◆ **What you are asked to do**
Range to reproduce from the entries below: the line with "Target: gas cooktop", the line with "Task: place a pin on each instance of the granite", and every line in between. Give them exactly and give nothing else.

◆ **Records provided**
⟨

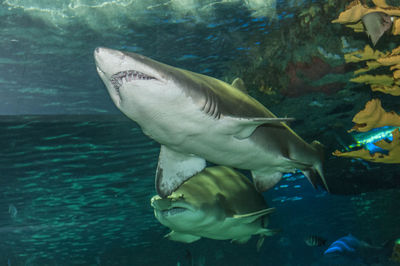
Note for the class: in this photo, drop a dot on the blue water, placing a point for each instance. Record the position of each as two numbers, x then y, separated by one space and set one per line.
76 176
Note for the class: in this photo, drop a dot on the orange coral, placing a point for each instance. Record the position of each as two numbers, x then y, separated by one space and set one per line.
392 147
374 116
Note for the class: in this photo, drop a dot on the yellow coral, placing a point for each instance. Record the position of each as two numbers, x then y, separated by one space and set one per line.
392 147
374 116
384 80
389 60
392 90
355 11
396 27
370 65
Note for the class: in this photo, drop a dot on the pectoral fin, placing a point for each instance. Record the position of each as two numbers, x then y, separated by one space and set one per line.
246 126
252 216
263 181
241 240
174 168
181 237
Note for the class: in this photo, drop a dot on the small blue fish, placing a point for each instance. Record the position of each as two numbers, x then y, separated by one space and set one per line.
12 210
344 245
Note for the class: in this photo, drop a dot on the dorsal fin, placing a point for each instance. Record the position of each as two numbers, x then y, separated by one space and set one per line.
239 84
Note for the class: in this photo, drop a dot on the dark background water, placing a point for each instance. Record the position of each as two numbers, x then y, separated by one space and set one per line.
77 176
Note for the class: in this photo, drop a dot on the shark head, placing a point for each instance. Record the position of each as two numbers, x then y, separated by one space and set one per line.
179 213
140 86
125 74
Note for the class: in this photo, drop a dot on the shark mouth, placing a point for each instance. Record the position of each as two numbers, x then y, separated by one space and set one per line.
173 211
127 76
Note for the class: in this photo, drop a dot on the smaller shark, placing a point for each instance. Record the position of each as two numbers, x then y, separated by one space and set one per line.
218 203
197 118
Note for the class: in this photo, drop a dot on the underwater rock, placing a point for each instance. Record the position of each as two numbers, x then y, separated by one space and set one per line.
302 74
375 21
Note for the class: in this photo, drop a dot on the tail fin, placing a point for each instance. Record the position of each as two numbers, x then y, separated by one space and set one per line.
317 167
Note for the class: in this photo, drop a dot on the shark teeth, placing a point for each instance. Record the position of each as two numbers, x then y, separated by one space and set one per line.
173 211
127 76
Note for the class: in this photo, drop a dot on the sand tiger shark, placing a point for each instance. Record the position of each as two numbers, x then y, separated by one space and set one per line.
218 203
197 118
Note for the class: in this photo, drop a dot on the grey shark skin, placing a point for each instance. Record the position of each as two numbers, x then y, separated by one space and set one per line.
217 203
197 118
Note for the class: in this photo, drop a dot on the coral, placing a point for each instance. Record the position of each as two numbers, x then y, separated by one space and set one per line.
396 251
393 149
374 116
374 21
384 80
355 11
383 83
392 90
362 55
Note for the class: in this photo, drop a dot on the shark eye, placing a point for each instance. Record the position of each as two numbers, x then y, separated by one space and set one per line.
127 76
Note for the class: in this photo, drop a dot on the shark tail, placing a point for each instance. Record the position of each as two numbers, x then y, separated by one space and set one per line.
317 168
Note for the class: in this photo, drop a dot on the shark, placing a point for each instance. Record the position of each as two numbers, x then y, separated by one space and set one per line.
198 118
218 203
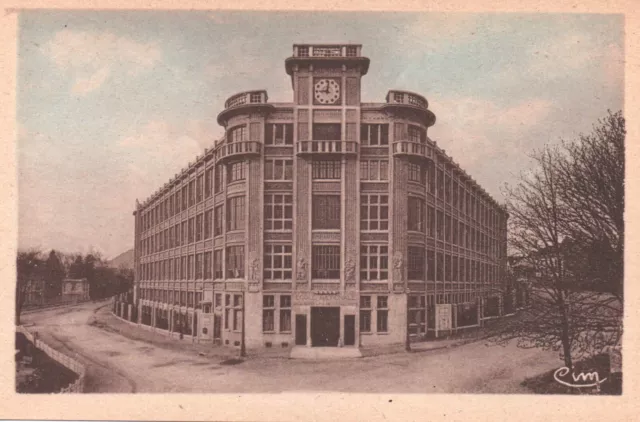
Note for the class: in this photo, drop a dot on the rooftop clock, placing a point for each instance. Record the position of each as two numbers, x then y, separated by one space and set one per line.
326 91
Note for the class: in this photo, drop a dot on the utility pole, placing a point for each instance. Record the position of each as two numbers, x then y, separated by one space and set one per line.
407 344
243 351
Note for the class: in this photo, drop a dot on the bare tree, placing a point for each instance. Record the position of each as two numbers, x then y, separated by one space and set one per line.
562 214
30 269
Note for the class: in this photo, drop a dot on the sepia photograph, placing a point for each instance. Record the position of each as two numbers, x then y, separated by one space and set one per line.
246 202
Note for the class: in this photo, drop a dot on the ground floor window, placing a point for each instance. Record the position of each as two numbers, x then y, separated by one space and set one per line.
417 315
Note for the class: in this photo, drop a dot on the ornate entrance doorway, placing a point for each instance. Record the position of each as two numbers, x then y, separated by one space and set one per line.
325 326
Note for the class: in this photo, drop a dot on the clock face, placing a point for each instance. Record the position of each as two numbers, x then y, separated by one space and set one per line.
326 91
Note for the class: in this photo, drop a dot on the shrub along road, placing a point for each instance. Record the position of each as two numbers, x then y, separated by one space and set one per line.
120 361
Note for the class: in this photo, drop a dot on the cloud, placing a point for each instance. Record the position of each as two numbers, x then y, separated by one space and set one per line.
92 56
83 86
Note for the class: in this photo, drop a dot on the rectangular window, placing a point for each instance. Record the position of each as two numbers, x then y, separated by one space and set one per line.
326 261
236 171
374 170
235 262
191 229
217 222
374 134
431 266
207 223
327 132
199 187
217 264
208 182
278 170
278 212
277 262
218 184
268 313
190 267
416 134
374 212
285 313
235 213
365 314
415 262
192 192
199 227
415 214
236 134
326 169
374 262
278 134
382 314
416 173
326 212
198 266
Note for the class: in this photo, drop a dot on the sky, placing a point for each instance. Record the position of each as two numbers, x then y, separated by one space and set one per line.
110 105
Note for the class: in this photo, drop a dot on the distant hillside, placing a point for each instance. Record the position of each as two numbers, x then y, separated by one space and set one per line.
125 259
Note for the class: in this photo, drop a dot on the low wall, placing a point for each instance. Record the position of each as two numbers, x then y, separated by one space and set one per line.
61 358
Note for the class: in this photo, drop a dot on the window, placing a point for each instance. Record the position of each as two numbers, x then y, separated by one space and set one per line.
278 170
208 179
191 229
431 221
192 193
207 224
416 134
235 213
218 185
199 192
374 170
382 314
327 132
374 134
237 312
277 262
365 314
374 262
326 261
285 313
278 212
416 173
415 214
417 314
374 212
198 227
184 231
278 134
190 267
235 261
326 212
236 171
217 222
217 264
236 134
326 169
415 262
431 266
268 313
198 269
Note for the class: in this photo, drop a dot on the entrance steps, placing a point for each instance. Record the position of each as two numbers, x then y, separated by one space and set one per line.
324 353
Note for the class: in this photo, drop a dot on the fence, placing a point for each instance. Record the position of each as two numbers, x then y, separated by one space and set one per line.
61 358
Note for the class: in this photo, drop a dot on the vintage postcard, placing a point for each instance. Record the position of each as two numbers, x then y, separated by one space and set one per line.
268 202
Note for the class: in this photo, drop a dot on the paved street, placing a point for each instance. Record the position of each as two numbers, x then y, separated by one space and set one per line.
117 363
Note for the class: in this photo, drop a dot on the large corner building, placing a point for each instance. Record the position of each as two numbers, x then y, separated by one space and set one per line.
325 221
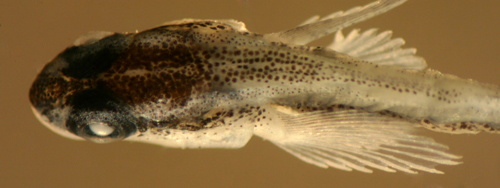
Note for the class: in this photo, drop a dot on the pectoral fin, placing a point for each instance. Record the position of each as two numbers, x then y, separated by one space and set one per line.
347 139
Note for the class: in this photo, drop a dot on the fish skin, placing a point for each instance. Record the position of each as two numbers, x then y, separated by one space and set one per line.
213 84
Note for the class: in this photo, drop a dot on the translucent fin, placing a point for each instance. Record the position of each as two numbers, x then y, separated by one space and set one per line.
377 48
355 139
236 25
315 28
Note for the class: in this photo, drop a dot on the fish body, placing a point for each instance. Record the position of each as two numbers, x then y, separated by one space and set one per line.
214 84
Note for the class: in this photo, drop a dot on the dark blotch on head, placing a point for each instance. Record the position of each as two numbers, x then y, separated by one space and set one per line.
88 60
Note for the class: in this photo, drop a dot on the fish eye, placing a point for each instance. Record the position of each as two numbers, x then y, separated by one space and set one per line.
101 128
98 117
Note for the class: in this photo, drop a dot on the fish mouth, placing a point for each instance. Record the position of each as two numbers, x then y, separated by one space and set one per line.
54 128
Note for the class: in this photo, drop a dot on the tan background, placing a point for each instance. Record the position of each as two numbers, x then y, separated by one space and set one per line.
458 37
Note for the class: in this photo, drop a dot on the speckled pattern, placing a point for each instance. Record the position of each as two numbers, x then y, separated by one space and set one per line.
158 73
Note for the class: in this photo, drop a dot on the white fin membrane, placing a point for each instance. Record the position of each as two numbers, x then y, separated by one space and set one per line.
315 28
355 139
377 48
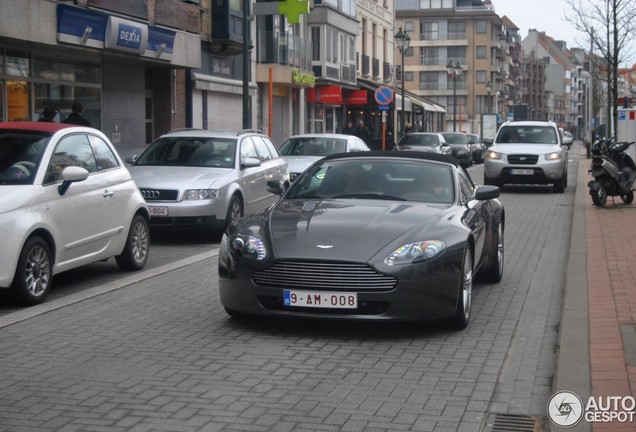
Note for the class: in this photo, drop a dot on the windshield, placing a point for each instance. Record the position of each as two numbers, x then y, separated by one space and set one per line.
455 138
190 151
425 140
527 134
382 179
20 155
313 146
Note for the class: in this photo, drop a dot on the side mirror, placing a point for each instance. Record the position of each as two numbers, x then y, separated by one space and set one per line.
250 163
69 175
487 192
275 187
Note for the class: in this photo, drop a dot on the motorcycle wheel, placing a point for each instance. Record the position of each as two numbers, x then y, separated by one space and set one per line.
599 197
628 197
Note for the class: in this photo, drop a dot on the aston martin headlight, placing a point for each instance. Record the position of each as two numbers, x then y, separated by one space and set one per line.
413 252
553 156
249 246
200 194
493 155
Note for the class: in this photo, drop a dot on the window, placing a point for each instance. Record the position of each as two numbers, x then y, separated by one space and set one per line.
315 43
456 30
456 54
248 149
73 150
262 149
430 55
103 154
429 30
429 80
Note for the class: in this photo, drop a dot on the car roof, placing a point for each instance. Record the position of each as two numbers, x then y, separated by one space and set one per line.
51 127
395 154
318 135
195 132
529 123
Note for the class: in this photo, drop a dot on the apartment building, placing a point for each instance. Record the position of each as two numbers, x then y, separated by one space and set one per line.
466 35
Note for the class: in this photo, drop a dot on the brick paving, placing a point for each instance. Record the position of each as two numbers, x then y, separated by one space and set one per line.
611 255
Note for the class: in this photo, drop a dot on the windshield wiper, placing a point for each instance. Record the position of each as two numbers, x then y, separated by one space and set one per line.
370 196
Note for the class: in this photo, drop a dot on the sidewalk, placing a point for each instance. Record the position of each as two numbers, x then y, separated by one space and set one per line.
599 313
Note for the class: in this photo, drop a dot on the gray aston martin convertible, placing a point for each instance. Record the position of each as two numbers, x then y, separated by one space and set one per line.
369 235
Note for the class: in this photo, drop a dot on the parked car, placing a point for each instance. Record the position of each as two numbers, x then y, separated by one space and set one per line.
300 151
374 235
201 179
459 144
567 138
430 142
477 148
66 200
527 152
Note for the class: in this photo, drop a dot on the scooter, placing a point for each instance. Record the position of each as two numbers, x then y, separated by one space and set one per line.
613 170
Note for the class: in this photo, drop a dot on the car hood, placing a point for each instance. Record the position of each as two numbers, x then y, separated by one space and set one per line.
15 197
420 148
317 229
299 164
522 148
178 177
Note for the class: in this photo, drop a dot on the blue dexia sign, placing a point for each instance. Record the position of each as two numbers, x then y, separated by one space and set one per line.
129 37
126 35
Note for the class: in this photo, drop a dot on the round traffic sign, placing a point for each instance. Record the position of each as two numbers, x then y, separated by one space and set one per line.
384 95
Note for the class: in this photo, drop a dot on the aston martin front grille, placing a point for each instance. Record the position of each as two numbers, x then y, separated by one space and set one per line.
323 276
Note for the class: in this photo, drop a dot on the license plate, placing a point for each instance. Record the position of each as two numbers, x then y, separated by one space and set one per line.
158 211
329 300
521 172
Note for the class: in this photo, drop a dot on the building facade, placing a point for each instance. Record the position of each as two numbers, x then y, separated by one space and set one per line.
125 61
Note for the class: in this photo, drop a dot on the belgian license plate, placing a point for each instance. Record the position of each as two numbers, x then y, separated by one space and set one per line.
330 300
521 172
158 211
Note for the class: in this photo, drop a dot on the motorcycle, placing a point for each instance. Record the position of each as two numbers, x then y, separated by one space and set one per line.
614 172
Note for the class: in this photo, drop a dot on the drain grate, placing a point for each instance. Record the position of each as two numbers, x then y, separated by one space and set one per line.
514 423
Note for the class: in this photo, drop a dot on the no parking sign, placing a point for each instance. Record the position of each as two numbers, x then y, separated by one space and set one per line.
384 95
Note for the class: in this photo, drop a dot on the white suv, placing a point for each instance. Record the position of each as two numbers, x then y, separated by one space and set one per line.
66 199
527 152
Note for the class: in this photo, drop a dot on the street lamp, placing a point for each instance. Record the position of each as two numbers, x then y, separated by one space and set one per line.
454 71
402 40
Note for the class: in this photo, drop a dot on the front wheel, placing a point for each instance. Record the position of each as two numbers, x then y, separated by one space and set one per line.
599 196
34 274
464 301
494 273
135 253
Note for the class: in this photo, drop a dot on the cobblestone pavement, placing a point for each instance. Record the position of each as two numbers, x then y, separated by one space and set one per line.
160 354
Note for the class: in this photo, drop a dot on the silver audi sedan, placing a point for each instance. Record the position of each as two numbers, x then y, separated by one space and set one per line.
201 179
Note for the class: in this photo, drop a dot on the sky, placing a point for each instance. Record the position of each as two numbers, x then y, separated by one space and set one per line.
543 15
549 16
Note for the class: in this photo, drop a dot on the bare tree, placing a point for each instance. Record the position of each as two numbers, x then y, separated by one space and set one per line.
610 26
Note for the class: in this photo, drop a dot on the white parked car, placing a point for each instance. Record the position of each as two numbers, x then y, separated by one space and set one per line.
66 200
300 151
195 178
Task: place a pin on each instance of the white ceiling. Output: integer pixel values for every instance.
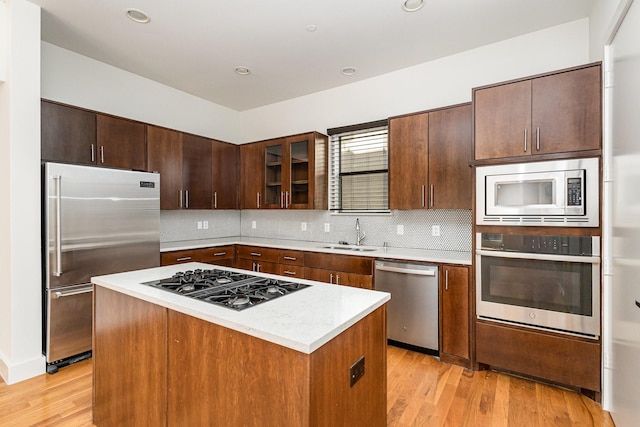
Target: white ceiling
(194, 45)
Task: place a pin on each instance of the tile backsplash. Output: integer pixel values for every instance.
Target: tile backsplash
(416, 227)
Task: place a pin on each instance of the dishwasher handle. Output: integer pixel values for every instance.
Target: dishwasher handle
(405, 270)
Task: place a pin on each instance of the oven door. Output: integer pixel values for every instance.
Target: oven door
(556, 292)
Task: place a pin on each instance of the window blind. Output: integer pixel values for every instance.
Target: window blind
(359, 170)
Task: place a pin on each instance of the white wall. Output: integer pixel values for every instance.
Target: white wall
(433, 84)
(74, 79)
(20, 290)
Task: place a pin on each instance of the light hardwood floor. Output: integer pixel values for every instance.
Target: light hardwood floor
(422, 391)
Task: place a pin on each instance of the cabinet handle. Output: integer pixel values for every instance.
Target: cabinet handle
(431, 195)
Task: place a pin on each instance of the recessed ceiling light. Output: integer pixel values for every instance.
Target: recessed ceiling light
(348, 71)
(137, 16)
(412, 5)
(243, 71)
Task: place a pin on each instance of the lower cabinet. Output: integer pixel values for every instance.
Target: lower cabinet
(454, 315)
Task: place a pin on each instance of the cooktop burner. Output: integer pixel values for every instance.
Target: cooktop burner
(226, 288)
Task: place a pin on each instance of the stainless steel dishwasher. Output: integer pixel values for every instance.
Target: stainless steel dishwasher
(412, 313)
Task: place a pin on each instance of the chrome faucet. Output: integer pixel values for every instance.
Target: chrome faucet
(360, 235)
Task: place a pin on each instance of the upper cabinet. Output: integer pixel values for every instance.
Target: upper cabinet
(75, 135)
(285, 173)
(555, 113)
(429, 156)
(224, 170)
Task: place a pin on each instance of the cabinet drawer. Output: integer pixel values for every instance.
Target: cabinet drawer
(258, 253)
(179, 257)
(291, 257)
(291, 271)
(347, 263)
(218, 253)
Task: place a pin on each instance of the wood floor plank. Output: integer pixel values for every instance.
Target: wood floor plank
(421, 390)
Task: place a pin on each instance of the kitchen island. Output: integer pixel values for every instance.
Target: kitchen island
(310, 358)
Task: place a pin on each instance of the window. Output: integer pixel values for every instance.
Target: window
(359, 168)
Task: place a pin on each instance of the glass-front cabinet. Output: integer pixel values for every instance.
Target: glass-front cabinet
(295, 172)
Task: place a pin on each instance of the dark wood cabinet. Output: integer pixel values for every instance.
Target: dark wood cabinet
(454, 315)
(68, 134)
(556, 113)
(291, 175)
(196, 172)
(251, 176)
(120, 143)
(164, 155)
(224, 182)
(429, 156)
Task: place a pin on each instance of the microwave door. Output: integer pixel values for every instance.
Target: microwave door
(525, 194)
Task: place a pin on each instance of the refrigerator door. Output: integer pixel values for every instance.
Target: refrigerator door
(69, 316)
(98, 221)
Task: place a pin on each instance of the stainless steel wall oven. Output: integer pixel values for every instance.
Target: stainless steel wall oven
(545, 282)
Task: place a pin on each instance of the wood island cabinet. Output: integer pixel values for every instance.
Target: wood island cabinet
(285, 173)
(555, 113)
(454, 315)
(429, 156)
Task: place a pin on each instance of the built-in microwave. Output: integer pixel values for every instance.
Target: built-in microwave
(563, 193)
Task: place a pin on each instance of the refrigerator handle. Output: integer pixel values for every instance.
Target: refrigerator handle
(58, 239)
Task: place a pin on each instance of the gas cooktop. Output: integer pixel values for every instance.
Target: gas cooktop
(226, 288)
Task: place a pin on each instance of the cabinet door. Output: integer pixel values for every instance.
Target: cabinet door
(408, 164)
(67, 134)
(503, 121)
(251, 176)
(566, 112)
(196, 172)
(299, 172)
(449, 158)
(225, 175)
(164, 155)
(454, 310)
(274, 173)
(120, 143)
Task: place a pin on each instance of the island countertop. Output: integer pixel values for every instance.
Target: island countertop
(303, 321)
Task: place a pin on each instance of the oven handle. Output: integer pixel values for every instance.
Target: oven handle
(540, 257)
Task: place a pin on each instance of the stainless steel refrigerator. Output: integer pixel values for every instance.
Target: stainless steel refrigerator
(95, 221)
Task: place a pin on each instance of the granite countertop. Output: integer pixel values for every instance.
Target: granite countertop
(406, 254)
(303, 321)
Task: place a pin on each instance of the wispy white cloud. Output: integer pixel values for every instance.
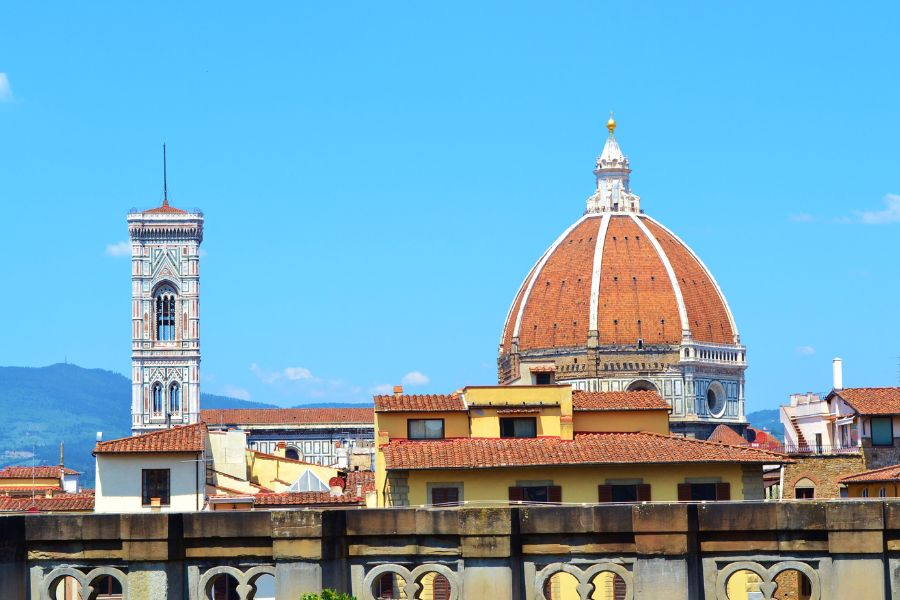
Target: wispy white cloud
(235, 392)
(5, 89)
(295, 373)
(415, 378)
(118, 249)
(801, 218)
(890, 214)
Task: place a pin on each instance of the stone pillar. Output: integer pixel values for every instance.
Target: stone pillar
(293, 579)
(485, 541)
(488, 578)
(157, 580)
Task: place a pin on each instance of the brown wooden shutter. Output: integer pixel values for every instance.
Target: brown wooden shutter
(604, 493)
(554, 493)
(723, 491)
(643, 492)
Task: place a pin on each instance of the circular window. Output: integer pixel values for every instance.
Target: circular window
(715, 399)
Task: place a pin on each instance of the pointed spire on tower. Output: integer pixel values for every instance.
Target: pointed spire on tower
(613, 193)
(165, 179)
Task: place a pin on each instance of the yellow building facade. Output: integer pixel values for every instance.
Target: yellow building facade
(548, 443)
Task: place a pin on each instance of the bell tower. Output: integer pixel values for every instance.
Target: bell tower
(165, 316)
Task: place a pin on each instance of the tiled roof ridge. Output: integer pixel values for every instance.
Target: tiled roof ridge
(871, 472)
(705, 442)
(149, 435)
(142, 442)
(292, 460)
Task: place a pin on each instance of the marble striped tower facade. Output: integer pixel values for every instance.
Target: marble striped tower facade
(165, 317)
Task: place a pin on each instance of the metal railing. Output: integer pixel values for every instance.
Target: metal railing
(816, 449)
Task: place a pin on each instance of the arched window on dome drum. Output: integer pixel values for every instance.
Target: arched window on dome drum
(157, 399)
(175, 398)
(165, 314)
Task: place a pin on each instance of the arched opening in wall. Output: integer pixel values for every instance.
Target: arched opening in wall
(65, 588)
(561, 586)
(744, 585)
(223, 587)
(106, 587)
(792, 585)
(389, 585)
(715, 399)
(263, 588)
(805, 489)
(434, 587)
(608, 586)
(641, 385)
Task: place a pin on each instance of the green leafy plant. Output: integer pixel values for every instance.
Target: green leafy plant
(328, 595)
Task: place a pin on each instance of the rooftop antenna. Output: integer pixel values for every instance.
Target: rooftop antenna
(165, 182)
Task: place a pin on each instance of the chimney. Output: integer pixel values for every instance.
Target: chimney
(837, 369)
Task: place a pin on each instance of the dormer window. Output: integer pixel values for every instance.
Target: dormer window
(523, 427)
(425, 429)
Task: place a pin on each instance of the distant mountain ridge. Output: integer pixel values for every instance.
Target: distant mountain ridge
(43, 406)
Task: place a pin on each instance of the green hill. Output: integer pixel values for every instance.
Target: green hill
(41, 407)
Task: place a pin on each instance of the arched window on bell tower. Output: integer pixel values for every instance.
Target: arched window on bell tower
(164, 307)
(157, 402)
(175, 399)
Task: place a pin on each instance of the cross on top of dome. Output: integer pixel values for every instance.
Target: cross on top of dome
(613, 193)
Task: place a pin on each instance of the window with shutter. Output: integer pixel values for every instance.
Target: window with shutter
(554, 493)
(723, 491)
(445, 495)
(643, 492)
(604, 493)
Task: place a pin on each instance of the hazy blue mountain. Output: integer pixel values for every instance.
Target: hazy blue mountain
(767, 419)
(41, 407)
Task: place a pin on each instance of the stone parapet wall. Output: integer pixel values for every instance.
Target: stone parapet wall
(676, 551)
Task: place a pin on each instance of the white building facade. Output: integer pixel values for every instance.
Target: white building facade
(165, 317)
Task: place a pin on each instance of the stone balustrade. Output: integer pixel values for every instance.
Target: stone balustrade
(846, 549)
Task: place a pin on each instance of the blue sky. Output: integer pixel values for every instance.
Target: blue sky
(379, 177)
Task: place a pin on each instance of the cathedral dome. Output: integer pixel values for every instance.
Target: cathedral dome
(618, 302)
(620, 277)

⟩

◆ **Reply**
Target: gas cooktop
(226, 288)
Task: place a pin on each instance of the cabinet door. Output: integer pixel values for every instance.
Target: cabinet door
(408, 164)
(67, 134)
(503, 121)
(251, 176)
(566, 112)
(196, 172)
(299, 172)
(449, 158)
(225, 175)
(164, 155)
(454, 310)
(274, 173)
(120, 143)
Task: place a pin on each instance of the island countertop. Output: integer pixel values for every instance.
Target: island countertop
(303, 321)
Task: place a pin on each instance of the oven handle. Output: integer pixel values for every instance.
Target: oven handle
(540, 257)
Task: place a pin on each instance of the stainless steel refrigerator. Output: integer pixel values for every instance.
Target: stainless steel refrigerator
(95, 221)
Task: place a pin on each instance of the granite countertop. Output: integer pixel values for every instance.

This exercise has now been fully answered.